Task brief: Reproduce the entries verbatim, from the start of the entries through the line containing "x=150 y=504", both ends included.

Dataset records:
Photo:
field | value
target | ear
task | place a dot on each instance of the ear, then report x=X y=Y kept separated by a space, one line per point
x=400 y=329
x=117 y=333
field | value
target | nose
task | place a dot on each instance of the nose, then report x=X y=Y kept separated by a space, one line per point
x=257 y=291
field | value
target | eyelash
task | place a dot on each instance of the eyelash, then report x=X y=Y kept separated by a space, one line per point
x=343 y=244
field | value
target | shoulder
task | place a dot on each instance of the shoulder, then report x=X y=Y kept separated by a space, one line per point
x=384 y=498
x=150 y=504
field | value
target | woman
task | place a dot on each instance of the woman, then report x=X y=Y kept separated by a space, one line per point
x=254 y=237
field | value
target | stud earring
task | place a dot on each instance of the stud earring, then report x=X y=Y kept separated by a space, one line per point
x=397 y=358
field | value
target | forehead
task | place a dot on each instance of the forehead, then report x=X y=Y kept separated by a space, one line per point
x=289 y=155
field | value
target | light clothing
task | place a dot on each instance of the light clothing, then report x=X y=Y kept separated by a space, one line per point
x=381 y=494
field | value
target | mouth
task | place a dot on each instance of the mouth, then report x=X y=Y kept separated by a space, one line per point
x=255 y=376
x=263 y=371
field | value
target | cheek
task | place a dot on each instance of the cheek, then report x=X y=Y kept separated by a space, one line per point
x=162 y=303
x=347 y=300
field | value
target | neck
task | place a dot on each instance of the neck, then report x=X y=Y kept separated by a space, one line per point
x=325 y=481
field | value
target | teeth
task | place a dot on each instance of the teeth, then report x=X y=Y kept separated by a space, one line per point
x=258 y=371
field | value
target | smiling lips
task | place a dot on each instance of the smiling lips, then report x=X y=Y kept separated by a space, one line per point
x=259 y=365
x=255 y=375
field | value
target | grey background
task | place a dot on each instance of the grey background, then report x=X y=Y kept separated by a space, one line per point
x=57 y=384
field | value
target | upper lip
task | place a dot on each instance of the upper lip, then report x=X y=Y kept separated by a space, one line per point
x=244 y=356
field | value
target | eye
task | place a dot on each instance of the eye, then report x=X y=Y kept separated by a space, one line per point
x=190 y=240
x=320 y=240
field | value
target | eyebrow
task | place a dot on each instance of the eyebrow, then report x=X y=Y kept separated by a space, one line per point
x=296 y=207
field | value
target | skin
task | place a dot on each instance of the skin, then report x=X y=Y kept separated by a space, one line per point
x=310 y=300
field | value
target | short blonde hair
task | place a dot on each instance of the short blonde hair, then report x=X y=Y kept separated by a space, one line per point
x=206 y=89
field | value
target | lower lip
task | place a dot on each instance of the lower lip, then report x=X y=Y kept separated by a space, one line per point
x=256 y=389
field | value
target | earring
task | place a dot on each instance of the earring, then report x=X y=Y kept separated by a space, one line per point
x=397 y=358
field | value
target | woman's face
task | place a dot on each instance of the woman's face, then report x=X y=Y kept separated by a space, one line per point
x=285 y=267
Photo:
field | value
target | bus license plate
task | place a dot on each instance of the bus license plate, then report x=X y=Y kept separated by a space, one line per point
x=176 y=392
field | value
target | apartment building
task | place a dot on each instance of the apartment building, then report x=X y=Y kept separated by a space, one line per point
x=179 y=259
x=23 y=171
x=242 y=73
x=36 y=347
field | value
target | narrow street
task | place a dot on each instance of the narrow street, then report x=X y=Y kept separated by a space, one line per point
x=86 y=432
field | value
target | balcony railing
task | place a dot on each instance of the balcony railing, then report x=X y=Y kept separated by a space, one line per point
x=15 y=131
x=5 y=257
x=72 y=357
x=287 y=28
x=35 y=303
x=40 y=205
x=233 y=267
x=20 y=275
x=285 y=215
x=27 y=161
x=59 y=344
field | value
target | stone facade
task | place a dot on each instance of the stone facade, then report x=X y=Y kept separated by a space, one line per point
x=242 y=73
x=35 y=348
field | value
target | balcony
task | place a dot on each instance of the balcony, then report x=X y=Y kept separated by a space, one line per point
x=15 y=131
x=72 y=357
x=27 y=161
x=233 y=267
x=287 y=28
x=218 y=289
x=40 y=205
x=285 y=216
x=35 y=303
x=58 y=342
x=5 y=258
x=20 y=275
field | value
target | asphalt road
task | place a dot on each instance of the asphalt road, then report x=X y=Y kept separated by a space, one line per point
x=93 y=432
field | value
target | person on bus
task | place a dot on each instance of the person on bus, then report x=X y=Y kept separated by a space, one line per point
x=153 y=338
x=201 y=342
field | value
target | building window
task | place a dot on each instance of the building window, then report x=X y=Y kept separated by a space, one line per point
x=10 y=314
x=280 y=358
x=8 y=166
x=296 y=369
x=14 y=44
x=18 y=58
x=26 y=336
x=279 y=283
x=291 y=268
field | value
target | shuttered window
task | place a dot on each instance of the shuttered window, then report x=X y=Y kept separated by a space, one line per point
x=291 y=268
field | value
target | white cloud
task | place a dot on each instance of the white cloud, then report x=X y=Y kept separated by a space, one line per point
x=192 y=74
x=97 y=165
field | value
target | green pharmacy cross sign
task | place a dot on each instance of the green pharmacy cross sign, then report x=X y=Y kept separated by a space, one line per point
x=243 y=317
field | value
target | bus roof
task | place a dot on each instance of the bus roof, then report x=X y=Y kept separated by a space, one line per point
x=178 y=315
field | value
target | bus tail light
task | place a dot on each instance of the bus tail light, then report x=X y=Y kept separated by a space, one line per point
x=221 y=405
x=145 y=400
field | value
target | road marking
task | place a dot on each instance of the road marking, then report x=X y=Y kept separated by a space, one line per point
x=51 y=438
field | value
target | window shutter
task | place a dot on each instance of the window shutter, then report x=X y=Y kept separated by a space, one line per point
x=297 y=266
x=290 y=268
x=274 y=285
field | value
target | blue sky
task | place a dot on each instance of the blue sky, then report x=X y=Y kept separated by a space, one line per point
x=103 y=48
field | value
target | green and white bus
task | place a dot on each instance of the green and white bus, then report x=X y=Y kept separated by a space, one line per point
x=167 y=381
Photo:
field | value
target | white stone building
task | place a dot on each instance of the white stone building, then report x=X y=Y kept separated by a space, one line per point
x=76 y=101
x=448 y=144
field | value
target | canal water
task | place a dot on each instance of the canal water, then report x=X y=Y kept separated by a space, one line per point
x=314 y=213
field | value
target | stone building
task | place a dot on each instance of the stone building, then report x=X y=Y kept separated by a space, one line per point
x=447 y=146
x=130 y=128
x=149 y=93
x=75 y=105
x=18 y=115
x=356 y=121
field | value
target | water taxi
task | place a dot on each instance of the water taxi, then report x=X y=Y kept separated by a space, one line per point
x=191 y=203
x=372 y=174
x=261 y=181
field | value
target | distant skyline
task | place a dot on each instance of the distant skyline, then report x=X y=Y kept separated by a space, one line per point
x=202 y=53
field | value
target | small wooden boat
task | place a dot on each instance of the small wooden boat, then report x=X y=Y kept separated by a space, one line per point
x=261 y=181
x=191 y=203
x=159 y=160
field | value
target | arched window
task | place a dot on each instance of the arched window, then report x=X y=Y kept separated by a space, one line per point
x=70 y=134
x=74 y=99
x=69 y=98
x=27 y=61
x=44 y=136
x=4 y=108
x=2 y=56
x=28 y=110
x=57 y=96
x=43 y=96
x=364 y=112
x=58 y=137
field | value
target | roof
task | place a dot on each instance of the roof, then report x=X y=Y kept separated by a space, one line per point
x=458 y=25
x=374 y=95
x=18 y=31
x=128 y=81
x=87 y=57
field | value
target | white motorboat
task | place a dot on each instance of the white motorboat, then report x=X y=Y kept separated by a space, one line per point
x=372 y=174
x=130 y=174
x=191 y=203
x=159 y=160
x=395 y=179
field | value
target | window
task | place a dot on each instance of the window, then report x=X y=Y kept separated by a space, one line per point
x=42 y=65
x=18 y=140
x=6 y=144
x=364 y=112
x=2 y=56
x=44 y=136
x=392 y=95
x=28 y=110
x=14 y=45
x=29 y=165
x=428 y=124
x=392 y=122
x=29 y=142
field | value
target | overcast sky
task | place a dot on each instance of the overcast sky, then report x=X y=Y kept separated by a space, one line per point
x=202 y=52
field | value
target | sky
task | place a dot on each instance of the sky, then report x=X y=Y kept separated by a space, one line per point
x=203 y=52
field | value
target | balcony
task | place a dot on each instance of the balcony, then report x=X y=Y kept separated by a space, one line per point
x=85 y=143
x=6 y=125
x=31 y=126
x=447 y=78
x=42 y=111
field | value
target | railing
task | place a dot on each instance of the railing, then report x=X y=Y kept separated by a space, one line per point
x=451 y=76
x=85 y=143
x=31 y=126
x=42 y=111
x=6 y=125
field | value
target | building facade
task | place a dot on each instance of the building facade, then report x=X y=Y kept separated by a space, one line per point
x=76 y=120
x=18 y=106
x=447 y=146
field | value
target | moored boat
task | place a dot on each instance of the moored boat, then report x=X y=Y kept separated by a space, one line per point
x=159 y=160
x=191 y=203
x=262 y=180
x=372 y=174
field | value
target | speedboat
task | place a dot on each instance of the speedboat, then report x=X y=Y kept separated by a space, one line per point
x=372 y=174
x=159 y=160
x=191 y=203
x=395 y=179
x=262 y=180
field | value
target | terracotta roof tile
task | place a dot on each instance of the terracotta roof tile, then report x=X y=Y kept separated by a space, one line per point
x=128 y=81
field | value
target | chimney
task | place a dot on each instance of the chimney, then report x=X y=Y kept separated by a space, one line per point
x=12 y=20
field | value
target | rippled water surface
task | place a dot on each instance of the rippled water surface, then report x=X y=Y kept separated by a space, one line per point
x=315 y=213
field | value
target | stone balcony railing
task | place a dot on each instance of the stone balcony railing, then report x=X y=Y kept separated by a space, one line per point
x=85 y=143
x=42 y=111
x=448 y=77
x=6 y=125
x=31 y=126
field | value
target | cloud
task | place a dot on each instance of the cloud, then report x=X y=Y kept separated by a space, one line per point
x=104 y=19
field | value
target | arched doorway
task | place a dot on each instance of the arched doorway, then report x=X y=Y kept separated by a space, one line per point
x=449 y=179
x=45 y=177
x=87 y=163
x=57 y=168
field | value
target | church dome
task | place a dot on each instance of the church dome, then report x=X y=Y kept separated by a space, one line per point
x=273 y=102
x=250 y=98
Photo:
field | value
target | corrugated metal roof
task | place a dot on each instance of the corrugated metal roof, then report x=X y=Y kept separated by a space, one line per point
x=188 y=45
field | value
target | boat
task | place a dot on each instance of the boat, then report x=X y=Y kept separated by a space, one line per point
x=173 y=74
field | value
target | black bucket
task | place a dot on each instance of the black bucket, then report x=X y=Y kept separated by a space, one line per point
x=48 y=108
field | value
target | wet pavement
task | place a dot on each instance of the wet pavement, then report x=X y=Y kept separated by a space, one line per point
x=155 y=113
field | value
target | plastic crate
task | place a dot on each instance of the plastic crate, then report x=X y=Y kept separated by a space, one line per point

Exercise output:
Photo:
field | value
target | ear
task | place a dot on each instance of the ear, then report x=X y=Y kept separated by a space, one line per point
x=400 y=329
x=117 y=333
field | value
target | nose
task | place a dot on each instance of the nose, then report x=X y=Y kept separated by a space, one line per point
x=257 y=291
field | value
target | eyelash
task | place a dot on each instance of the eyelash, then report x=X y=Y kept separated by a space, one line per point
x=343 y=244
field | value
target | shoulder
task | place a dot on each instance of the shoulder, then report x=X y=Y kept separated by a space, one line per point
x=384 y=498
x=150 y=504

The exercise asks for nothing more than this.